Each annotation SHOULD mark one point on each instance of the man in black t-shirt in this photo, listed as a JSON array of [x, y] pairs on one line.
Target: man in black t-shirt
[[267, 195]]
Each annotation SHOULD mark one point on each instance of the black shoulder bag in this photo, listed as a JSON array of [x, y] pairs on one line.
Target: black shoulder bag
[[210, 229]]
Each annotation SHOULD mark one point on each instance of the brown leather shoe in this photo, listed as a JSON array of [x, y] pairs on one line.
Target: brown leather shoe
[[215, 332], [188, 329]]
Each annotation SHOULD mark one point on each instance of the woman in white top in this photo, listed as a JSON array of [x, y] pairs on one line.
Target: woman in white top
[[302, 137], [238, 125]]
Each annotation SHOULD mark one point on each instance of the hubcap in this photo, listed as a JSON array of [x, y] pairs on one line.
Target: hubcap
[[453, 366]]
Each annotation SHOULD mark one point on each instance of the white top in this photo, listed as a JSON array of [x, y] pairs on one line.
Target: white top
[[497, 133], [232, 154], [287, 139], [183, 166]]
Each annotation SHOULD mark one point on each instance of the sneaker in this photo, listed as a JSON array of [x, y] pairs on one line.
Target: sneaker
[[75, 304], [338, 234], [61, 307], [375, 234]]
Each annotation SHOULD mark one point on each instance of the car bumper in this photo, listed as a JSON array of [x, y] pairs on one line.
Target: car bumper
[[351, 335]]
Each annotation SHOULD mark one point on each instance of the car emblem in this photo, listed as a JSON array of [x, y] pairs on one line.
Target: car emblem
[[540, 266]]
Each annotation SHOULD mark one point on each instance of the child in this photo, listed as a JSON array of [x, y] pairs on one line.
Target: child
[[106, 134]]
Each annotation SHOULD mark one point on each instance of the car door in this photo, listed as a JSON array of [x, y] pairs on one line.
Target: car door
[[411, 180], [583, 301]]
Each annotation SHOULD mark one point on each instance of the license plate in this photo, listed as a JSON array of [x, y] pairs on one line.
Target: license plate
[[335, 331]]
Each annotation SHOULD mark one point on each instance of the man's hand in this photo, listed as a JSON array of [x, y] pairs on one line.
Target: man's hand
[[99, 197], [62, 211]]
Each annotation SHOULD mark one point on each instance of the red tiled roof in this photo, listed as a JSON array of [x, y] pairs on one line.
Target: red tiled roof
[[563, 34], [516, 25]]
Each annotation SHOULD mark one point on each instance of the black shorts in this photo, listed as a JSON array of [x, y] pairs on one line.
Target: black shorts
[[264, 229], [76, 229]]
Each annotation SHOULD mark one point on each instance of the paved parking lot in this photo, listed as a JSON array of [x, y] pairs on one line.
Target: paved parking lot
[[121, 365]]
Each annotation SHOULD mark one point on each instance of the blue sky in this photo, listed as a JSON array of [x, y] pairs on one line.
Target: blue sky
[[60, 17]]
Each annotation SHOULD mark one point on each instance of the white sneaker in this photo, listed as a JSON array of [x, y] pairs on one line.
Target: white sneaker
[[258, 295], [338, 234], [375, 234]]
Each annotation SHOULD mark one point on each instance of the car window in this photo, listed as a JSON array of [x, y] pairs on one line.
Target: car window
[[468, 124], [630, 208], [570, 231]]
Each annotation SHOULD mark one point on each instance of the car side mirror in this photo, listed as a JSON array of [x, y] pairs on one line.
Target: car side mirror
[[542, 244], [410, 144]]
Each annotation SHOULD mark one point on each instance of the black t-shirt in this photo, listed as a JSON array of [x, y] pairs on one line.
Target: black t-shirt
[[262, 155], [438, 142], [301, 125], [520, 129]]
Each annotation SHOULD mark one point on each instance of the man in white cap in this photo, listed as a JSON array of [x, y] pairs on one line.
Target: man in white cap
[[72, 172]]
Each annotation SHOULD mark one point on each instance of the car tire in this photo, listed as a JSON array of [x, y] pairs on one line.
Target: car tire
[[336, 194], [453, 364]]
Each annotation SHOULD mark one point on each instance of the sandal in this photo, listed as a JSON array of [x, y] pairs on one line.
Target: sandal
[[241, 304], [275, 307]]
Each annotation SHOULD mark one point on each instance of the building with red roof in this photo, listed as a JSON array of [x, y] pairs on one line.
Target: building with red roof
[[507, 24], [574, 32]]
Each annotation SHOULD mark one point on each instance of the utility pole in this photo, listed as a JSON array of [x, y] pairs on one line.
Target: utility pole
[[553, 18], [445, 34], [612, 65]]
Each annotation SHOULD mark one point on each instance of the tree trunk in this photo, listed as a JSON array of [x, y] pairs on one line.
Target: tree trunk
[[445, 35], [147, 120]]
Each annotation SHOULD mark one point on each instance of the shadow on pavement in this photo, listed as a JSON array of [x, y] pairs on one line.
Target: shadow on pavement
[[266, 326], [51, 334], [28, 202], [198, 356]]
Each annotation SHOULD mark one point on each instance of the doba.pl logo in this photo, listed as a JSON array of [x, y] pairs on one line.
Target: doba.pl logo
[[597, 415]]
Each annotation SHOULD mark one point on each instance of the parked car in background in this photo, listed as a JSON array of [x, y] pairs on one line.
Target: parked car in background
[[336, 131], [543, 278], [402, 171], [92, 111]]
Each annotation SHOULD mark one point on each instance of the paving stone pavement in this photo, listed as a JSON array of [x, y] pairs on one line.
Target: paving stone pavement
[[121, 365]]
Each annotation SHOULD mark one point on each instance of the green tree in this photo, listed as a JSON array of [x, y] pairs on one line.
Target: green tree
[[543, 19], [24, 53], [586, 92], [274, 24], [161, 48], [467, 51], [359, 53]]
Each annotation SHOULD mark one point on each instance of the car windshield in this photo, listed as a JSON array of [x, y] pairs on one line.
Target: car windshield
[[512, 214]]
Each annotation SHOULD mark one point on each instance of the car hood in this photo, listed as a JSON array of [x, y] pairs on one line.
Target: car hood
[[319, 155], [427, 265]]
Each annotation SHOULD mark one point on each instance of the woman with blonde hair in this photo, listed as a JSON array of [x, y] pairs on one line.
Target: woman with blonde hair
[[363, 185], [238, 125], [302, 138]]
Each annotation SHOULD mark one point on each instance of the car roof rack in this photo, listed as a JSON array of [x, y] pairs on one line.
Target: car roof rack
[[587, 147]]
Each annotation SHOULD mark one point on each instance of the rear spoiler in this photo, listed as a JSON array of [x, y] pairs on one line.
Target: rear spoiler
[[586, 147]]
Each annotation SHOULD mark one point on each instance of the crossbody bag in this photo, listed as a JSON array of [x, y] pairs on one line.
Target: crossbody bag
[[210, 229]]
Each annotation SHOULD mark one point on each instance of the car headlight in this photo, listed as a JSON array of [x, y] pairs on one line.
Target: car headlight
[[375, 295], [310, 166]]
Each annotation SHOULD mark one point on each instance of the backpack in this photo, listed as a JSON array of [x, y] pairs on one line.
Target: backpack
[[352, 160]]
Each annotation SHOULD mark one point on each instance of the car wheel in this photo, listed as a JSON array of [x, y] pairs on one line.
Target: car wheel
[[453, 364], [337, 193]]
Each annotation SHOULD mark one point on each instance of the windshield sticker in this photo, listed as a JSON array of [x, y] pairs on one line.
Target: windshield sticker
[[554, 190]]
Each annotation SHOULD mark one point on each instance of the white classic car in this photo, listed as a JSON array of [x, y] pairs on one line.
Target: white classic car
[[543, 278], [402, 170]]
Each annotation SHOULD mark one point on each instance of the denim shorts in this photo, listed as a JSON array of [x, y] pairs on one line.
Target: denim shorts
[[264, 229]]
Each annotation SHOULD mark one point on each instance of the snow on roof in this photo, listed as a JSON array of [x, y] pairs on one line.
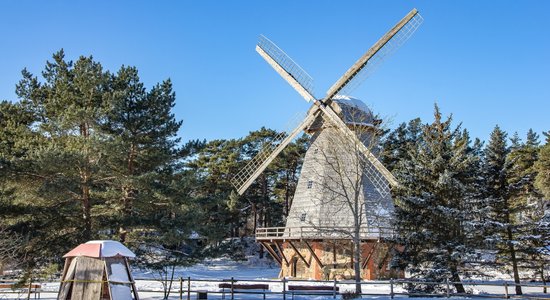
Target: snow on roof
[[102, 248]]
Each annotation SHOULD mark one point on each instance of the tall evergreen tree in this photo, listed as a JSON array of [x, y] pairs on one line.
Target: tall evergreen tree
[[141, 145], [543, 169], [430, 202]]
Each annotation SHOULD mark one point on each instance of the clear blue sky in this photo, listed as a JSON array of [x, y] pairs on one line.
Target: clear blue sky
[[487, 62]]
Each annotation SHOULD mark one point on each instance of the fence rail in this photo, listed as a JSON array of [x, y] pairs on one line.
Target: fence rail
[[189, 288]]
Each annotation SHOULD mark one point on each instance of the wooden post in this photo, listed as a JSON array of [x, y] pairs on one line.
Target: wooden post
[[189, 288], [506, 290], [232, 294], [284, 288], [448, 288], [29, 291], [181, 288]]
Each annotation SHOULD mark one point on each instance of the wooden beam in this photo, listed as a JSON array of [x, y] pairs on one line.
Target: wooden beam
[[281, 252], [381, 264], [272, 252], [314, 255], [371, 252], [298, 252]]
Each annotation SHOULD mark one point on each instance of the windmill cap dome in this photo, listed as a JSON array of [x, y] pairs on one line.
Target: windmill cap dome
[[353, 110]]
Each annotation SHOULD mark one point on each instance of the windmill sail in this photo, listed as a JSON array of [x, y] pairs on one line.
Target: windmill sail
[[382, 49], [286, 67], [244, 178]]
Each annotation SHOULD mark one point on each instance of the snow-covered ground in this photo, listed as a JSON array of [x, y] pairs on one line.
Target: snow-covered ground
[[252, 271]]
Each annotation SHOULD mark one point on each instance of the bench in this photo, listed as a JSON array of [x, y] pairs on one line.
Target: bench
[[34, 288], [317, 290], [241, 286]]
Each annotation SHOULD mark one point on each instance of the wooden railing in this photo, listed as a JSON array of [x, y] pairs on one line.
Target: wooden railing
[[193, 288], [313, 232]]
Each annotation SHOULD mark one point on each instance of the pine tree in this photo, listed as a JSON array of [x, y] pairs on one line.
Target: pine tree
[[141, 147], [430, 202], [543, 169], [497, 195]]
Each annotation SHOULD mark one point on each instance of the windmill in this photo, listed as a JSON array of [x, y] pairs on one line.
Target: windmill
[[301, 247]]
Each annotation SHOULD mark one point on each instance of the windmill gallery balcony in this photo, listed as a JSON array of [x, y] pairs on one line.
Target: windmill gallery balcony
[[321, 233]]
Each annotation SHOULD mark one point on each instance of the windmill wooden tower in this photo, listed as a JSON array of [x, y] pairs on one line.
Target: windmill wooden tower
[[317, 239]]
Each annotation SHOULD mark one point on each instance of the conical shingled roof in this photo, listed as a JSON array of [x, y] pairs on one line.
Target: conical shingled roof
[[101, 248]]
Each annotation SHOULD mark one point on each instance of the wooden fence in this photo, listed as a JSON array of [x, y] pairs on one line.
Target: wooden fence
[[189, 288]]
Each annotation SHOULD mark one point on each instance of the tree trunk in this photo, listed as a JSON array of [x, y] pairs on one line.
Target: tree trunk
[[357, 263], [514, 260], [127, 196], [455, 278], [86, 207]]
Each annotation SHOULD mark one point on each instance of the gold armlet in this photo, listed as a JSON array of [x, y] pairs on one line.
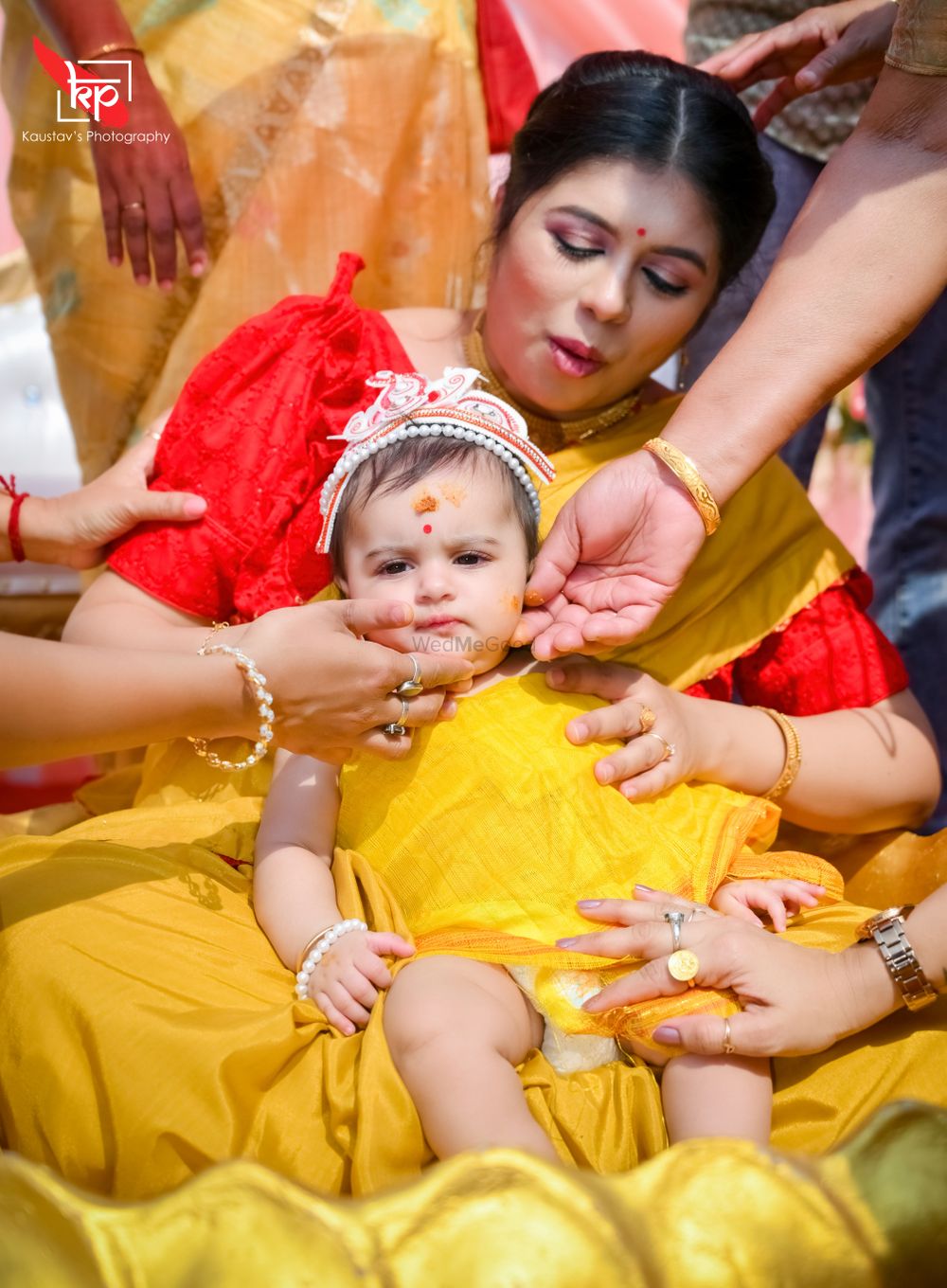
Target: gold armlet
[[689, 475], [794, 754], [114, 48]]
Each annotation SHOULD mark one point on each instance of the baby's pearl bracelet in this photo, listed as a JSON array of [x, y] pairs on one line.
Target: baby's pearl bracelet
[[258, 687], [318, 952]]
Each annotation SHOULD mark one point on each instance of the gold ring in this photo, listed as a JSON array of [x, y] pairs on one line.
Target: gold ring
[[683, 966], [728, 1048], [668, 746]]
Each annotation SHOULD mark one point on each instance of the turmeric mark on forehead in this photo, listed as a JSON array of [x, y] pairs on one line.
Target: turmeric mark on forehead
[[425, 503]]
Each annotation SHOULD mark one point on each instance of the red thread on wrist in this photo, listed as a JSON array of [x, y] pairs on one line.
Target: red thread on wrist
[[13, 522]]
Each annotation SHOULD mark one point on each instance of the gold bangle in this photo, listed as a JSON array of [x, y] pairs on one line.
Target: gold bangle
[[689, 475], [213, 632], [794, 754], [311, 945], [116, 46]]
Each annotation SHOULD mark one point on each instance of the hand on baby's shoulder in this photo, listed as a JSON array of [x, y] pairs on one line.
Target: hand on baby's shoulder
[[347, 982]]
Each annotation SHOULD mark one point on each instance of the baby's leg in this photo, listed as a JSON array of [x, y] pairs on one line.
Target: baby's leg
[[456, 1029], [717, 1097]]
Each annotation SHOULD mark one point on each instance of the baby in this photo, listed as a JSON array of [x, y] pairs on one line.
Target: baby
[[490, 830]]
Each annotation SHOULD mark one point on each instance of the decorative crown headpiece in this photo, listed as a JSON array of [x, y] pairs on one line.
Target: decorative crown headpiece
[[411, 406]]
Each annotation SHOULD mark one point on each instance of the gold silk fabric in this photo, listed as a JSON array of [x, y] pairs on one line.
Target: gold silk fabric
[[813, 125], [919, 40], [706, 1212], [312, 126], [737, 590], [486, 832]]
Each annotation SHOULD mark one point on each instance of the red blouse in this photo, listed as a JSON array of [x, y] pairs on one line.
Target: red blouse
[[251, 432]]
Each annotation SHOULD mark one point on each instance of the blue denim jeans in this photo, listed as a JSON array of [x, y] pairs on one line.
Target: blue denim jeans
[[907, 420]]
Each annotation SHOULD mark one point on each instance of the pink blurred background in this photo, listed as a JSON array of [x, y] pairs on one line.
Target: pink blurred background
[[553, 31]]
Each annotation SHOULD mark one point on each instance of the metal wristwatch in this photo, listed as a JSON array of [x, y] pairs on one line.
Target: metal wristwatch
[[888, 931]]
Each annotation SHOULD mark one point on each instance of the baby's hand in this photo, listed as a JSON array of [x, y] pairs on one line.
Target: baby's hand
[[737, 899], [346, 983]]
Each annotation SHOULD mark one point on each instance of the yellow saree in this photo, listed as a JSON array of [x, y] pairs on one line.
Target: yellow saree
[[312, 126]]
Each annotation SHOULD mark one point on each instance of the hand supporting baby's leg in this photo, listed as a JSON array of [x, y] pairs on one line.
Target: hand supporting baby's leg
[[717, 1097], [456, 1029]]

[Task objective] Copy out only the stretch from the line containing "the car bumper" through the line containing "[[106, 134]]", requests and all, and reduce each coordinate in the answers by 115.

[Finished answer]
Each annotation SHOULD mark one point on each instance of the car bumper in this photo, listed as a JSON array of [x, y] pairs on one line.
Target: car bumper
[[236, 220]]
Each annotation SHOULD mark one point on each instance of the car emblem in this photo, listed as a JSON array of [x, y] pairs on one line.
Target: car emblem
[[425, 151]]
Each annotation SHOULD mark one point on each instance of the child in this photo, listed as a JSON array of [x, y] pairs on one line.
Target: child
[[-9, 19]]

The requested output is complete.